*Exercise prompt*:
Quote the lines below exactly, from the one that holds "Where can the golden spire" through the final line of the records, and only those.

*The records*:
════════

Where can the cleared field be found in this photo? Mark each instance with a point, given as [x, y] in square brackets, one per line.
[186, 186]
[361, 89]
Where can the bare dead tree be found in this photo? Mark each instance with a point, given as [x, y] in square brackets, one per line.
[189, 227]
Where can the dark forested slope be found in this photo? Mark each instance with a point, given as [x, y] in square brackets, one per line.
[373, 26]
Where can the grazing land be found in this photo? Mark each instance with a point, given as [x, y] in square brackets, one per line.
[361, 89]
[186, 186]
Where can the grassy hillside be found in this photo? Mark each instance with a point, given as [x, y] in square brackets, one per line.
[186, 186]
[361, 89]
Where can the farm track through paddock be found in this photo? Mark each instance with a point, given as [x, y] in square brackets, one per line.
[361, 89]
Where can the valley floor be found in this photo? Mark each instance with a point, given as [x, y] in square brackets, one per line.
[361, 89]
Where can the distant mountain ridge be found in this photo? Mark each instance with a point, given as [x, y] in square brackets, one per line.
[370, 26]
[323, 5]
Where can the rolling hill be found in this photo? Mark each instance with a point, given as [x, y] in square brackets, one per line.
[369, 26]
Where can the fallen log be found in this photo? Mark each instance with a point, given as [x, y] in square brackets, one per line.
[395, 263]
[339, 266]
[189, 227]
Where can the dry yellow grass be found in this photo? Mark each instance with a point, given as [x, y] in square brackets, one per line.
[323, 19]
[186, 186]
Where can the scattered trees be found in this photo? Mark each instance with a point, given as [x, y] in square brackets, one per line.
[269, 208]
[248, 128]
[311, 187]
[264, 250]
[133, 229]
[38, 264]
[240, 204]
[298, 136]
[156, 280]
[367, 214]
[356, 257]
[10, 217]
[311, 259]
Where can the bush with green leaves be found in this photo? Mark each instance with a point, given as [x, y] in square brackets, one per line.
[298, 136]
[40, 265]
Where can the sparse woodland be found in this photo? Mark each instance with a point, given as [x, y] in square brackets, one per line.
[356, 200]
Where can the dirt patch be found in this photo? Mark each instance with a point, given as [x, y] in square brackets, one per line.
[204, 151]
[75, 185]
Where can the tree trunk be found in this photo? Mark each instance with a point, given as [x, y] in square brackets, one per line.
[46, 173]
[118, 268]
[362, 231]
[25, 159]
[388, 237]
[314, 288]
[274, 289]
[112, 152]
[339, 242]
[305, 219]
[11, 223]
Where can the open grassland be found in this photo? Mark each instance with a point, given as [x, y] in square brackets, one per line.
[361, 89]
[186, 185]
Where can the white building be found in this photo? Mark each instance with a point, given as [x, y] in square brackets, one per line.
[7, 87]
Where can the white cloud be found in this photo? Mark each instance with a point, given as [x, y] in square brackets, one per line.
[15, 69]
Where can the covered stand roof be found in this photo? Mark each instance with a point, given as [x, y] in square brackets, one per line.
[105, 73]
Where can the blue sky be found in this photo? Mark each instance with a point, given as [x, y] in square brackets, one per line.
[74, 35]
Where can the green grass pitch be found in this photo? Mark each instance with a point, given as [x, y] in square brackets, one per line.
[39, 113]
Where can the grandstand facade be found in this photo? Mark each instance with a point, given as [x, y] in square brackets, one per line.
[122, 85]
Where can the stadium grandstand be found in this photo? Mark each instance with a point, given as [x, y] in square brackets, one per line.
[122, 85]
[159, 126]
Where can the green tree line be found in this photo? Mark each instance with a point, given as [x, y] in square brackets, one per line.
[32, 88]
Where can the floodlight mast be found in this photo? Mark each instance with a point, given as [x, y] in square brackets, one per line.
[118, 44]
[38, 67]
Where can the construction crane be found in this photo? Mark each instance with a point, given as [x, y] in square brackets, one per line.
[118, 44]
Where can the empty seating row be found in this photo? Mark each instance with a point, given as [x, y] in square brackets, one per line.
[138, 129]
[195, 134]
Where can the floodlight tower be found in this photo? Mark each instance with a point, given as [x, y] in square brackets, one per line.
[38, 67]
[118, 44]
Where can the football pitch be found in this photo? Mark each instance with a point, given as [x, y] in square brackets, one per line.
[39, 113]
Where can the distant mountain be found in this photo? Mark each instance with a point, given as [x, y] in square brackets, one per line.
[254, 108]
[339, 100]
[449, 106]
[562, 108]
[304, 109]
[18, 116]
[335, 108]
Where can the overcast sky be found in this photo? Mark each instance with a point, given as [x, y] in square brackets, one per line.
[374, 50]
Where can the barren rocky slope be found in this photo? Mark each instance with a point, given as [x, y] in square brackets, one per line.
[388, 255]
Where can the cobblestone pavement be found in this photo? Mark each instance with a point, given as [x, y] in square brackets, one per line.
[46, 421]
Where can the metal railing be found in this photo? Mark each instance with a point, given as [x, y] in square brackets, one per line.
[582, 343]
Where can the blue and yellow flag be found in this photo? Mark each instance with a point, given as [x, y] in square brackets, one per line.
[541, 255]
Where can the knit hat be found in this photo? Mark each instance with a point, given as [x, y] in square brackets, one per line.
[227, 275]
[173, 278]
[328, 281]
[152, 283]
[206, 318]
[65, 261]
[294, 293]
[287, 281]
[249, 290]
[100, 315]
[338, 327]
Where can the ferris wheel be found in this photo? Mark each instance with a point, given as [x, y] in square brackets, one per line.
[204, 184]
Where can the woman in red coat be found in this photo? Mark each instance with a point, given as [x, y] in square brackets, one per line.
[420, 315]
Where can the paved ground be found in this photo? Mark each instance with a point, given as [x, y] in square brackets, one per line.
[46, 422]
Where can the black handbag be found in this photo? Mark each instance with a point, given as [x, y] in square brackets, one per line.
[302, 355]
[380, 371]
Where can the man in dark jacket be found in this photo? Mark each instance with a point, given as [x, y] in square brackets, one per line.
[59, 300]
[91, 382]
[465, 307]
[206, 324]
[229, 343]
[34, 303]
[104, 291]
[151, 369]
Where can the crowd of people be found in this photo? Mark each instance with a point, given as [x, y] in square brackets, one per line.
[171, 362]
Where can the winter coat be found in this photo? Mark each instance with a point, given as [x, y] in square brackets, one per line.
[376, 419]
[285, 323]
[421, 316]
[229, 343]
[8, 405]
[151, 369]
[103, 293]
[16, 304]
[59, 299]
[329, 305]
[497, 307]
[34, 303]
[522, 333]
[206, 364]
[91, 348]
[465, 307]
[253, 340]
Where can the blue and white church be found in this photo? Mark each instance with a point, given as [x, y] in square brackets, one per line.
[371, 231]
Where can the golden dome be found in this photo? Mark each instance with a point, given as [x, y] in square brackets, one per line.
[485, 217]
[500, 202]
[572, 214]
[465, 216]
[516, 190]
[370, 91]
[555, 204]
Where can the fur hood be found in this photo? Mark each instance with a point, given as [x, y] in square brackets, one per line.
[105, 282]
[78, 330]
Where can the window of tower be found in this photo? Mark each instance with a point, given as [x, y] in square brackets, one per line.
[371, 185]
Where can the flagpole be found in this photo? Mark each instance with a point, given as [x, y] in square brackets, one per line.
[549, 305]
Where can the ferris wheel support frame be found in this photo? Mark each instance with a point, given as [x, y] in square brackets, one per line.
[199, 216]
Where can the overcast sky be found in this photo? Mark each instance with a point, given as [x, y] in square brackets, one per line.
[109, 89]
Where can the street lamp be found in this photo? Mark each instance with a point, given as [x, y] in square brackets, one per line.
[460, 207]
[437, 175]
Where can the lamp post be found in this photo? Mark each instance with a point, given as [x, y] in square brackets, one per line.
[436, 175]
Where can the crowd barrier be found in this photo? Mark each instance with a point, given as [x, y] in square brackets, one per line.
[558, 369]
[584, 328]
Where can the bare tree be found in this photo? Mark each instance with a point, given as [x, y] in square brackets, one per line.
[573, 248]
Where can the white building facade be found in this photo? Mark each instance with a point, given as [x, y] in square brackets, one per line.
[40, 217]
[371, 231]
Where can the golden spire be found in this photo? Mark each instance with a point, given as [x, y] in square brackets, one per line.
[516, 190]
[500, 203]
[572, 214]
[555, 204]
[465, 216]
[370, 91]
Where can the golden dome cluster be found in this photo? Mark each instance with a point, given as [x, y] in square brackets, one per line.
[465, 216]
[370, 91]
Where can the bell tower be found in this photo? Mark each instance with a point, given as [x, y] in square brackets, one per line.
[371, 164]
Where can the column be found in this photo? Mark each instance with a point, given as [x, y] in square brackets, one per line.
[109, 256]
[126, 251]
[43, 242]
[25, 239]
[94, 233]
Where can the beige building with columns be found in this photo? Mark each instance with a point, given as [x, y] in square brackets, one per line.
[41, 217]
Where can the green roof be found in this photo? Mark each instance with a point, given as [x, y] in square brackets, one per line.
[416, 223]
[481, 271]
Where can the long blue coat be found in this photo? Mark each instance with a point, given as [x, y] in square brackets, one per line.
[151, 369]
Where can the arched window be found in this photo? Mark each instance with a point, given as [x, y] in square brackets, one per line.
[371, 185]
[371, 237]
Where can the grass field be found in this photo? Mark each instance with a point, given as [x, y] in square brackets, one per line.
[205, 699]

════════

*Exercise response*:
Where can the golden spire be found in this photo? Mark each instance with a point, given as [x, y] in square brackets, one per line.
[516, 190]
[500, 203]
[572, 214]
[555, 204]
[465, 216]
[370, 91]
Where can the golden dome cluster be found in this photo? Mark each instance with a point, given as [x, y] in square brackets, one per line.
[465, 216]
[370, 91]
Where can the bell tower be found in this photo? Mark each instance with a point, given as [x, y] in square brackets, one per line.
[371, 164]
Where can the column be found in this photo? Mark each instance with a point, given as [x, y] in square brackets, one per line.
[109, 256]
[126, 251]
[43, 242]
[25, 239]
[94, 233]
Where can the beige building with columns be found in this photo? Mark each instance with a point, given as [x, y] in square brackets, one per line.
[41, 217]
Where can the green roof be found in this photo? Mark each instance with a point, given as [x, y] in square brackets, one per line.
[416, 223]
[481, 271]
Where can the long blue coat be found in this photo? Mark each instance with a point, given as [x, y] in square brackets, one per line.
[151, 369]
Where can the arched window be found in this photo? Mark each instance with a point, given as [x, y] in square brackets, one per line.
[371, 185]
[371, 237]
Where can the grass field be found in this photo? Mark each instance with a point, given as [x, y] in square brackets, one per line.
[205, 699]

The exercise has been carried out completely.